# Stated problem 1
List every line of the listing below that contains the string "dark", matching case exactly.

# Text excerpt

--- START ---

Deadly day cares: Lax regulation blamed in child deaths

The Wichita Eagle, Aug. 13, 2016

http://www.kansas.com/news/local/article95526932.html

By Kelsey Ryan

 

Within his first week at Karin’s Kids day care, 5-month-old Bryce Mosier had severe diaper rash.

He had sat for hours in a wet diaper after playing in a swimming pool. Another time, his mom came to pick him up and found him asleep on his stomach, despite instructions to lay him on his back – a basic safe-sleep practice.

His parents, Tina Williams and Brock Mosier, thought about using another day care.

But family members had recommended Karin’s Kids, operated by Karin Patterson. They decided to give Patterson one more try because Bryce had only been there a few weeks.

Tina Williams remembers that last morning clearly.

Bryce gibber-jabbered in his bouncy chair as Tina got ready for work. Brock was still asleep.

When they got to day care, Tina gave Bryce a kiss.

“I love you, Beans,” she said – his nickname because Tina ate so many burritos while pregnant.

Later that day, Patterson put Bryce down for a nap. He was on his stomach on a doubled-over Pokemon sleeping bag.

He never woke up.

Only after Bryce’s death did his parents learn that state inspectors had questioned Patterson’s ability to care for children.

Bryce’s parents – and the parents of other children who have died or been injured in Kansas day cares – say the state needs to do more to protect children. Among their concerns:

▪ Home day care providers are required to report deaths, but not injuries. The state has no idea how many children are injured in day cares each year.

▪ A 2010 state law required the state health department to establish an online database of child care providers with information about complaints. But inspection reports of day care providers are difficult for parents to find online, the links are incorrect, and complaints and inspection findings are not detailed.

▪ Day care providers are not required to have insurance under Kansas child care law, nor are they required to tell parents that they have no insurance.

▪ The number of inspectors has gone from 112 to 90 in the past four years, according to the state.

▪ The state has no estimate of the number of day cares that are unlicensed – or who operates them. People who watch more than two children are supposed to be licensed and undergo training and inspections. But the state has no penalty for those who don’t.

YOU WOULDN’T LET SOMEBODY OPEN A BINGO PARLOR AND NOT BE REGULATED BY THE STATE.

Sen. Laura Kelly, D-Topeka

“You wouldn’t let somebody open a Bingo parlor and not be regulated by the state,” said Sen. Laura Kelly, D-Topeka. “So it really is not right that we would allow somebody to open up a day care facility and not be subject to a penalty should they not be licensed.”

‘Royal battle’

Bryce is one of 45 children who died in Kansas day cares from 2007 to 2015, according to the Kansas Department of Health and Environment.

More than half of those deaths were in licensed day care homes regulated by the state – day cares like Karin’s Kids.

So far this year, the state health department has investigated two child day care deaths in unlicensed day care homes, including a 3-year-old girl who drowned in Wichita in June.

--- END ---

# Stored data
--- START ---

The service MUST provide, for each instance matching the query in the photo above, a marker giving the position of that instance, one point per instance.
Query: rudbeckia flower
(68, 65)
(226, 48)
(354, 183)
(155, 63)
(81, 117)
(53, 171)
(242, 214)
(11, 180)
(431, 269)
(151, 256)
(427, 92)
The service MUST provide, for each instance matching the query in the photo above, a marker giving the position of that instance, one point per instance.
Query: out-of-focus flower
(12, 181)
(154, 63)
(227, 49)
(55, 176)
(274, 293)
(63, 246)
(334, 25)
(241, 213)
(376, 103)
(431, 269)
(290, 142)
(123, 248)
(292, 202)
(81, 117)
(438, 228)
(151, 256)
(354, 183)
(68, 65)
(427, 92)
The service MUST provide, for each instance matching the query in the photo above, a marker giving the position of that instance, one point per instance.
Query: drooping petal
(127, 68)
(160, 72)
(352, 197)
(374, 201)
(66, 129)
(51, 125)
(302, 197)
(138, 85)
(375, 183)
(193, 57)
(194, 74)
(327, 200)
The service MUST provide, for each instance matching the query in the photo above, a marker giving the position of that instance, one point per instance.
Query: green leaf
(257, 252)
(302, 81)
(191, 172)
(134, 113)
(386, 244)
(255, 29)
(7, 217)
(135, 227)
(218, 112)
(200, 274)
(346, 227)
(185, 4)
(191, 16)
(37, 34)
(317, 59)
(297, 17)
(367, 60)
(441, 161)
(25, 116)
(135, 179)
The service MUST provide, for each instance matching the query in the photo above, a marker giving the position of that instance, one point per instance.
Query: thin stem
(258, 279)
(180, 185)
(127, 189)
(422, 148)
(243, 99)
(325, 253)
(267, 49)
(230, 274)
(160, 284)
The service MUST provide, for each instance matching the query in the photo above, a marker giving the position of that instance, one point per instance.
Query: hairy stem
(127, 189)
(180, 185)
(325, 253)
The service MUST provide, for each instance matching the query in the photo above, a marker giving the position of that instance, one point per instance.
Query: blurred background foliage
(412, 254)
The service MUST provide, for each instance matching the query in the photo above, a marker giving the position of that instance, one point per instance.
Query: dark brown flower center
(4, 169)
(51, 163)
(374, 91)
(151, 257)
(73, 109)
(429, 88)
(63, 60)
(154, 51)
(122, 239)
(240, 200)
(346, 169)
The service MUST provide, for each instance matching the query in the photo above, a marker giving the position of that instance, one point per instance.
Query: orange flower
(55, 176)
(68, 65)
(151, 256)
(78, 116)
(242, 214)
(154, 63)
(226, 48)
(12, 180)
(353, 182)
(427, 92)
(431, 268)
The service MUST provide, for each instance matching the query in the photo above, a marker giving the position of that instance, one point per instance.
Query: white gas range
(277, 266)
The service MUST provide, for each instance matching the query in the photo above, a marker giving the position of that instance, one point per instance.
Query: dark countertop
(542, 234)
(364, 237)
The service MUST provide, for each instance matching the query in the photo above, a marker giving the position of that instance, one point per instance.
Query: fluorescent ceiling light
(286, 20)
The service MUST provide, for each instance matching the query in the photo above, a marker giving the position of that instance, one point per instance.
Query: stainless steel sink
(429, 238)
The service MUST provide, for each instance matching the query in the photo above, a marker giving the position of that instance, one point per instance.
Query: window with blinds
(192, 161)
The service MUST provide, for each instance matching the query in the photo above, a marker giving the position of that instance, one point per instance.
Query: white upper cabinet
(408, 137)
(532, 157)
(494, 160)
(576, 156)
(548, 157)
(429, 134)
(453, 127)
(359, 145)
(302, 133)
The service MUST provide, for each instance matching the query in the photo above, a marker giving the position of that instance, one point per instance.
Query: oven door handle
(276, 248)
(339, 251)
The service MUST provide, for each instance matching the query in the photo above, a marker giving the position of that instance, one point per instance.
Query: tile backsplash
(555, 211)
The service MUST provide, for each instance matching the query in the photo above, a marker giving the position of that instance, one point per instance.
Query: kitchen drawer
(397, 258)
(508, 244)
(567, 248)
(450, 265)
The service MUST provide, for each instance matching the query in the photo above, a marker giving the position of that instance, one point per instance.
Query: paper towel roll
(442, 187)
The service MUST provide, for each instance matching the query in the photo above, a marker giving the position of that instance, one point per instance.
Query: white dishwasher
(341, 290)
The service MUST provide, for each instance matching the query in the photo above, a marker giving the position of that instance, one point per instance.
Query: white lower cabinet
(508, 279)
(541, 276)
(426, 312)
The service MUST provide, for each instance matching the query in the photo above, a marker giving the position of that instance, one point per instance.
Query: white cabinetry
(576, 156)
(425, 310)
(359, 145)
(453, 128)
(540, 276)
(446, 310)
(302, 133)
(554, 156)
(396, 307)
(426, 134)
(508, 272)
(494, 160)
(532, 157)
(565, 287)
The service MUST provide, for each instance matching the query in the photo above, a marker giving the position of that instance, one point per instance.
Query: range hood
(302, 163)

--- END ---

# Stated problem 2
Set down the passage of the day care article between "He had sat for" and "Bryce a kiss.", inclusive, with no alteration.

# Task result 1
Query: dark brown flower center
Query: dark countertop

# Task result 2
He had sat for hours in a wet diaper after playing in a swimming pool. Another time, his mom came to pick him up and found him asleep on his stomach, despite instructions to lay him on his back – a basic safe-sleep practice.

His parents, Tina Williams and Brock Mosier, thought about using another day care.

But family members had recommended Karin’s Kids, operated by Karin Patterson. They decided to give Patterson one more try because Bryce had only been there a few weeks.

Tina Williams remembers that last morning clearly.

Bryce gibber-jabbered in his bouncy chair as Tina got ready for work. Brock was still asleep.

When they got to day care, Tina gave Bryce a kiss.